--- BEGIN Reading text ---

Nik Crawford and Cristine McMurdo-Wallis in The RevisionistsEXPAND
Nik Crawford and Cristine McMurdo-Wallis in The Revisionists
Photo by Amitava Sarkar

The Revisionist Crawls Along To Its Climax

Family means different things to different people. For some, it’s a commodity to be used when needed. For others, it’s the most precious thing imaginable, the centering point of life. So what happens when two people who have different feelings about the value of family come together?

This is the question posed in actor-writer Jesse Eisenberg’s play, The Revisionist, a two-hour, intermissionless show that unfolds like an overly long, often funny, splendidly performed, but ultimately meandering set-up for a big reveal that’s meant to upend what family means. The kind of show that elicits an OK sure, rather than a wow.

David (Nik Crawford affecting superb Millennial slouching) is a 20-something pompous, self-absorbed, ill-mannered writer struggling to revise his new novel. His first book did OK (even if The NY Times didn’t like it) but his editor thinks this latest one needs a total rethink. Unable to get work done at home (too many distractions), David flies all the way to Poland to stay with his elderly distant cousin Maria (a show-stopping Cristine McMurdo-Wallis).

--- END Reading text ---
--- BEGIN Given information ---

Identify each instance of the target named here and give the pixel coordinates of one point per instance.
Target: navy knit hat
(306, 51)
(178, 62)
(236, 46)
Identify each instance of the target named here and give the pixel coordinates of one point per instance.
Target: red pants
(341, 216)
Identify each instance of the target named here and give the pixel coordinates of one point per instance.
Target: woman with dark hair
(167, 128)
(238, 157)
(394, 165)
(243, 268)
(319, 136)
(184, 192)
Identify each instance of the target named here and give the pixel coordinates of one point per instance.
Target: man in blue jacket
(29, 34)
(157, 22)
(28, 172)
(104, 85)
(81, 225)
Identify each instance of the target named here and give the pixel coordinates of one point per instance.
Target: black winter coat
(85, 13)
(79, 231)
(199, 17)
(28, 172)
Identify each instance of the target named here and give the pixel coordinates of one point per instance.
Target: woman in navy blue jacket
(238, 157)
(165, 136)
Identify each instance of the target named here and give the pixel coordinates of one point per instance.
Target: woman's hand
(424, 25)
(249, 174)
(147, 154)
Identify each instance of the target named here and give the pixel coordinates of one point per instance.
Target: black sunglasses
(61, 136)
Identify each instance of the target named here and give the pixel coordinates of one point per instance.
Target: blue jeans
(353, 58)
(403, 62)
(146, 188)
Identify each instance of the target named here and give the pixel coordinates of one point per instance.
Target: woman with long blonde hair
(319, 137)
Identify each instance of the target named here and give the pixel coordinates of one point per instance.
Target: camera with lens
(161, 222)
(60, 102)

--- END Given information ---

*Objective*
Answer these from the theater review:
1. Who wrote the play?
2. How long does the show run, and does it have an intermission?
3. To what country does David fly, and whom does he stay with there?

*Correct result*
1. Actor-writer Jesse Eisenberg.
2. It runs two hours with no intermission.
3. Poland, where he stays with his elderly distant cousin Maria.